Exercise directions
Extract the material exactly, starting with its first line and going on through the line that contains "209L199 208L198 208ZM46", with both of those lines included.
'''
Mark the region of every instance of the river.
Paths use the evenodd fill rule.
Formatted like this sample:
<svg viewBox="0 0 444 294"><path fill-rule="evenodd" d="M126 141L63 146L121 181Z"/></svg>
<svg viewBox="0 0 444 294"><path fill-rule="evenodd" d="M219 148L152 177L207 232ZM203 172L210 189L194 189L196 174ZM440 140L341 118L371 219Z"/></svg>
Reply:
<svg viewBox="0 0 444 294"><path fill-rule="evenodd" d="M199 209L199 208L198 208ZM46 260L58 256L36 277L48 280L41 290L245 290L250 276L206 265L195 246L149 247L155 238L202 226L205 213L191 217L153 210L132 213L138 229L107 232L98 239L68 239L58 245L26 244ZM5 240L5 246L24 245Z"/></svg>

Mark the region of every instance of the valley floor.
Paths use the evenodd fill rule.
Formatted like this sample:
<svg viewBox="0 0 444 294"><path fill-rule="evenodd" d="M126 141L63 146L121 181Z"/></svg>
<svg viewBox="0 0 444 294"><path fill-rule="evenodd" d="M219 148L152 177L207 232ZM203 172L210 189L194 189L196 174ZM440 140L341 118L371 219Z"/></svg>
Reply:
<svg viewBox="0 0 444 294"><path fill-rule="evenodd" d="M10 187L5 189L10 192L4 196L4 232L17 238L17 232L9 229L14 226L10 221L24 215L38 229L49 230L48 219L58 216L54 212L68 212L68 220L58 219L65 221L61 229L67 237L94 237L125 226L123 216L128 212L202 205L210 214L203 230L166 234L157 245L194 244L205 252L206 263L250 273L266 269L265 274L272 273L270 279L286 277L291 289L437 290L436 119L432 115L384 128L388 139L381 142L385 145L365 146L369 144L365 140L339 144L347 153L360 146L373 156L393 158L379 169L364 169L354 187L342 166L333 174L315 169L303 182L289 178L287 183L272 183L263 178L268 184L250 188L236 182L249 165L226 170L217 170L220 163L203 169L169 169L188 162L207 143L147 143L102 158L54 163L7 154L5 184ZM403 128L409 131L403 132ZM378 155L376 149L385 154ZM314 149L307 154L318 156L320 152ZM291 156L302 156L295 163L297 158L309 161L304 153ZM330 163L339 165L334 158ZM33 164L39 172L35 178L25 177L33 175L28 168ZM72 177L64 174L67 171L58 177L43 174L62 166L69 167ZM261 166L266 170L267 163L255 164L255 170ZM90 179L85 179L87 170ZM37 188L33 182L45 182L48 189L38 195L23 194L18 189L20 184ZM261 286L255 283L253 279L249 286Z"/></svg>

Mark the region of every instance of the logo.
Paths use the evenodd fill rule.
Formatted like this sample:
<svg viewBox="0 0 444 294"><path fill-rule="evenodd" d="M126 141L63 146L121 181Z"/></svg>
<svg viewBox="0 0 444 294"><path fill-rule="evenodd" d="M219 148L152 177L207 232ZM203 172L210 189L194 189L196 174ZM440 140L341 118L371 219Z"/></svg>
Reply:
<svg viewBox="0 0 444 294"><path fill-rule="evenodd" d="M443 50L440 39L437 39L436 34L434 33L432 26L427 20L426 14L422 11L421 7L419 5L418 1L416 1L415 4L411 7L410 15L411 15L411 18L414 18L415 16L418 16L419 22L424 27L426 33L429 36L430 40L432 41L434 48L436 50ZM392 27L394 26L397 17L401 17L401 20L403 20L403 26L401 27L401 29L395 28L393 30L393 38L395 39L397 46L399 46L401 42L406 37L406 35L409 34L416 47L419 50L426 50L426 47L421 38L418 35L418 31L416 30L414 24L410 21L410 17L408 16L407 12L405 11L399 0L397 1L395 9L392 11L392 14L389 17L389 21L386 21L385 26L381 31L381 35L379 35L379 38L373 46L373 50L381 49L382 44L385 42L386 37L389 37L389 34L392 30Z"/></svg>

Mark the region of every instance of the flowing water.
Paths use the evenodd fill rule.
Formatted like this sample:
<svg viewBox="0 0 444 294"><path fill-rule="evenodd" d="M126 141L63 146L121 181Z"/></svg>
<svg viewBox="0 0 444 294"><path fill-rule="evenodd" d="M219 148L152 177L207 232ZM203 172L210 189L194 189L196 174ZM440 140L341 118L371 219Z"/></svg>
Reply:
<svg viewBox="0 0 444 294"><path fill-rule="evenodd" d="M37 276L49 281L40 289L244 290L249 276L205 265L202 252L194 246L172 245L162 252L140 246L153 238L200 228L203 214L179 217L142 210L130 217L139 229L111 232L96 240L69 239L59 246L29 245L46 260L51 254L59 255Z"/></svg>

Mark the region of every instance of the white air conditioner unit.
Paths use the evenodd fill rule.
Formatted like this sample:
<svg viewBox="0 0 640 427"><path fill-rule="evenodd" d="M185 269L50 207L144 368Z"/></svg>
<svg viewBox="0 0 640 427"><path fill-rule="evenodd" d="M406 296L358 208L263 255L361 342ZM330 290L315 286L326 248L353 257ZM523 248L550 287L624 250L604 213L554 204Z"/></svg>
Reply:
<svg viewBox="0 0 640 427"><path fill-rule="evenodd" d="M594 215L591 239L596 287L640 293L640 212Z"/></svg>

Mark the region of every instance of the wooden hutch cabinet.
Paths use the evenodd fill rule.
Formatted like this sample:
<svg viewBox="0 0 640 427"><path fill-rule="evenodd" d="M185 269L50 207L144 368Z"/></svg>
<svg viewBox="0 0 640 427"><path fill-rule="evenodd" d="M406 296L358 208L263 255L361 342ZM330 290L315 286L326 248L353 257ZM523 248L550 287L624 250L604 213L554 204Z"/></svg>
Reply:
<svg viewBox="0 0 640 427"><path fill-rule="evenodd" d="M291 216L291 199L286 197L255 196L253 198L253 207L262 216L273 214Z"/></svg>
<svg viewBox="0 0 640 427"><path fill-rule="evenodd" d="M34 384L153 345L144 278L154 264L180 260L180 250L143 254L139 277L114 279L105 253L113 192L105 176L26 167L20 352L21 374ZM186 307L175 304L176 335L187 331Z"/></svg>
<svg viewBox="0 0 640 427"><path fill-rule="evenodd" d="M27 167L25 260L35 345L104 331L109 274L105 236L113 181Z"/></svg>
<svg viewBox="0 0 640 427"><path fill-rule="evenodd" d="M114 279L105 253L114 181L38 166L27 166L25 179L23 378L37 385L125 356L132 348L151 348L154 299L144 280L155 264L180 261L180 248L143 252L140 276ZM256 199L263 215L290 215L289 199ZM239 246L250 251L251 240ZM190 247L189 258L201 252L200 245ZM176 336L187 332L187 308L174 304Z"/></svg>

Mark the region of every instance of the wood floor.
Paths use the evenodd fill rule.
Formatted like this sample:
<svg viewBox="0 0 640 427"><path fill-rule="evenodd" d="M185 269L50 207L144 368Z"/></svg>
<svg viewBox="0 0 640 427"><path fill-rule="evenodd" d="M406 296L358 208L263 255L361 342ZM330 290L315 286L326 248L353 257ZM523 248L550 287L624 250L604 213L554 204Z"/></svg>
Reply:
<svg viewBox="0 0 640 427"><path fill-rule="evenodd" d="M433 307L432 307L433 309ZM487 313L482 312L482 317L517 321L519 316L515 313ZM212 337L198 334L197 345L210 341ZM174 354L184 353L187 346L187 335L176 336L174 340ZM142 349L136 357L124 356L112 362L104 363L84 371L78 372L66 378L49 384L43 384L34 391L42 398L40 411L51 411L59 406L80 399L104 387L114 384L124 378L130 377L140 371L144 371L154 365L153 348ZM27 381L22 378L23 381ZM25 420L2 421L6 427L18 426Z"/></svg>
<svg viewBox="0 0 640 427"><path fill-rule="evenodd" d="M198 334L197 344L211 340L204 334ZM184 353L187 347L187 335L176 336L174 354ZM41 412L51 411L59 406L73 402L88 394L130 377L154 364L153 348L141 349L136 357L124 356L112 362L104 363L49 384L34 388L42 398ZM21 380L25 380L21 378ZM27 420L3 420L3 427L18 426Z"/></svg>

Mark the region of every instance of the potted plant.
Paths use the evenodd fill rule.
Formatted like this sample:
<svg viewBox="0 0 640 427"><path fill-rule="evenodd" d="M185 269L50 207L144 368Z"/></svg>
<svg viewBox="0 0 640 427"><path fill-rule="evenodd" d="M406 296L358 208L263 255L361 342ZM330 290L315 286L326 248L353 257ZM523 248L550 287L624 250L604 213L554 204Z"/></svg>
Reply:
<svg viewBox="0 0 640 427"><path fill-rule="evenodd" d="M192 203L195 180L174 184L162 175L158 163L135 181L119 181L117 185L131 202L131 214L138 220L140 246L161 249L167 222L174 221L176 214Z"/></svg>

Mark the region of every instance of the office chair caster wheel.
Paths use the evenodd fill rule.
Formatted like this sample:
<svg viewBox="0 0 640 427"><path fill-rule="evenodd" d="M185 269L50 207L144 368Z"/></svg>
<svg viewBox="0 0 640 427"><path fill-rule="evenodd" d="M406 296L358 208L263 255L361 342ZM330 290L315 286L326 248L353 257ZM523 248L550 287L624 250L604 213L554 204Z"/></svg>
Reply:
'''
Solution for this exercise
Mark the region of every instance of the river.
Paths use the evenodd fill rule.
Formatted like this sample:
<svg viewBox="0 0 444 294"><path fill-rule="evenodd" d="M126 141L63 146L121 181Z"/></svg>
<svg viewBox="0 0 444 294"><path fill-rule="evenodd" d="M219 148L152 177L207 232ZM203 172L210 189L194 189L196 174ZM440 140L341 118L371 219Z"/></svg>
Reply:
<svg viewBox="0 0 444 294"><path fill-rule="evenodd" d="M199 209L199 208L198 208ZM46 260L58 256L36 277L48 280L41 290L245 290L250 276L206 265L195 246L149 247L155 238L202 226L205 213L191 217L153 210L132 213L138 229L107 232L98 239L68 239L58 245L26 244ZM5 240L5 246L24 245Z"/></svg>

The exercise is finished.